> PASSAGE PROVIDED
□ □ □

If you fail to load an mmapped page because of an I/O error, Unix-like OSes interrupt your program with SIGBUS/SIGSEGV. It might be technically possible to write a program that would handle those signals and recover, but it seems like a lot more work and complexity than just checking errno after a read system call.
* You want your program to crash on any I/O error because you wouldn't handle them anyway
* You value the programming convenience of being able to treat a file on disk as if the entire thing exists in memory
* The performance is good enough for your use. As the article showed, sequential scan performance is as good as direct I/O until the page cache fills up *from a single SSD*, and random access performance is as good as direct I/O until the page cache fills up *if you use MADV_RANDOM*. If your data doesn't fit in memory, or is across multiple storage devices, or you don't correctly advise the OS about your access patterns, mmap will probably be much slower
To be clear, normal I/O still benefits from the OS's shared page cache, where files that other processes have loaded will probably still be in memory, avoiding waiting on the storage device. But each normal I/O process incurs the space and time cost of a copy into its private memory, unlike mmap.
One reason to use shared memory mmap is to ensure that even if your process crashes, the memory stays intact. Another is to communicate between different processes.
it allows the program to reference memory without having to manage it in the heap space. it would make the program faster in a memory managed language, otherwise it would reduce the memory footprint consumed by the program.

□ □ □

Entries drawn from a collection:

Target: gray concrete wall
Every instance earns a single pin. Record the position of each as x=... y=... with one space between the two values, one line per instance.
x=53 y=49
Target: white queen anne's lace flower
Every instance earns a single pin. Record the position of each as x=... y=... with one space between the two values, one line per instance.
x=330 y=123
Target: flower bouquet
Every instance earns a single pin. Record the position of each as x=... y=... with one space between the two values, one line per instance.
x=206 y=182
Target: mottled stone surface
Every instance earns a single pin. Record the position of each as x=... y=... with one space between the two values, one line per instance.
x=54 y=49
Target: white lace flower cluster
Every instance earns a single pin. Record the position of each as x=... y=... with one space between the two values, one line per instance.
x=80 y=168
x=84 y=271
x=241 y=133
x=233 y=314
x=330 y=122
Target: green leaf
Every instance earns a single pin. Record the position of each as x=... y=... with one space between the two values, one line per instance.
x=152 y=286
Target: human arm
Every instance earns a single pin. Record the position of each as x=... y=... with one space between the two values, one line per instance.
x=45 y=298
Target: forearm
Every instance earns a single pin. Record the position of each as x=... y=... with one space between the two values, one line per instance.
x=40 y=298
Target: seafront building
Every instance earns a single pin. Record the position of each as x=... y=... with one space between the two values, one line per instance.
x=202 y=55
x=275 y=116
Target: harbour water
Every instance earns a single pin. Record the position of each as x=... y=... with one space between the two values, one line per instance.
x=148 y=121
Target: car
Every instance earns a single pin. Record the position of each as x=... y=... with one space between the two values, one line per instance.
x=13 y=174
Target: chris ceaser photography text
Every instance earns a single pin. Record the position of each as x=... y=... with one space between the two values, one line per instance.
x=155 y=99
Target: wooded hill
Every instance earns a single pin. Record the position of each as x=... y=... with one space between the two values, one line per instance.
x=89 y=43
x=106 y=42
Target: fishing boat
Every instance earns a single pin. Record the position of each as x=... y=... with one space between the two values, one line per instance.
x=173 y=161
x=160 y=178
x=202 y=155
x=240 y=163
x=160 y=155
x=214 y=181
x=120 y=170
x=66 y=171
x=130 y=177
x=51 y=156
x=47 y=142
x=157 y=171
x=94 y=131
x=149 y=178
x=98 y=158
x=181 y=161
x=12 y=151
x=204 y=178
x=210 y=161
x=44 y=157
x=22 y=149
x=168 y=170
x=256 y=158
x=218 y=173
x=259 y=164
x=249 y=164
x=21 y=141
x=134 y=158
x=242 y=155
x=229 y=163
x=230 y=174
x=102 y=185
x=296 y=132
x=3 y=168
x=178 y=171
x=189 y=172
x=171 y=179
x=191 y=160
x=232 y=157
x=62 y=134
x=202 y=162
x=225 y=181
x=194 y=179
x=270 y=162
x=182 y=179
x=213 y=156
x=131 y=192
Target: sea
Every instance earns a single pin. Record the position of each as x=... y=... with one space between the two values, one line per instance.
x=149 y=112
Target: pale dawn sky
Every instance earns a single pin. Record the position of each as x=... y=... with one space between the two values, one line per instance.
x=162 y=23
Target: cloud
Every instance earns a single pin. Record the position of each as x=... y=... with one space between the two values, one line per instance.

□ □ □

> WORK TO COMPLETE
1) According to the mmap excerpt, under what three conditions will mmap probably be much slower?
2) Do these statements agree with the mmap excerpt? Answer yes or no for each, quoting the deciding words.
(a) Unix-like OSes interrupt a program with SIGBUS/SIGSEGV when an mmapped page fails to load because of an I/O error.
(b) Normal I/O gets no benefit from the OS's shared page cache.
(c) With MADV_RANDOM, random access performance matches direct I/O until the page cache fills up.
3) Edit the mmap excerpt from "One reason to" up to and including "by the program.", replacing "crashes" with "terminates".
The data is not needed for anything that comes next.

> ANSWERS TO THE EXERCISE
1)
- Your data doesn't fit in memory.
- Your data is across multiple storage devices.
- You don't correctly advise the OS about your access patterns.

2)
(a) Yes: "If you fail to load an mmapped page because of an I/O error, Unix-like OSes interrupt your program with SIGBUS/SIGSEGV."
(b) No: "normal I/O still benefits from the OS's shared page cache"
(c) Yes: "random access performance is as good as direct I/O until the page cache fills up *if you use MADV_RANDOM*"

3)
One reason to use shared memory mmap is to ensure that even if your process terminates, the memory stays intact. Another is to communicate between different processes.
it allows the program to reference memory without having to manage it in the heap space. it would make the program faster in a memory managed language, otherwise it would reduce the memory footprint consumed by the program.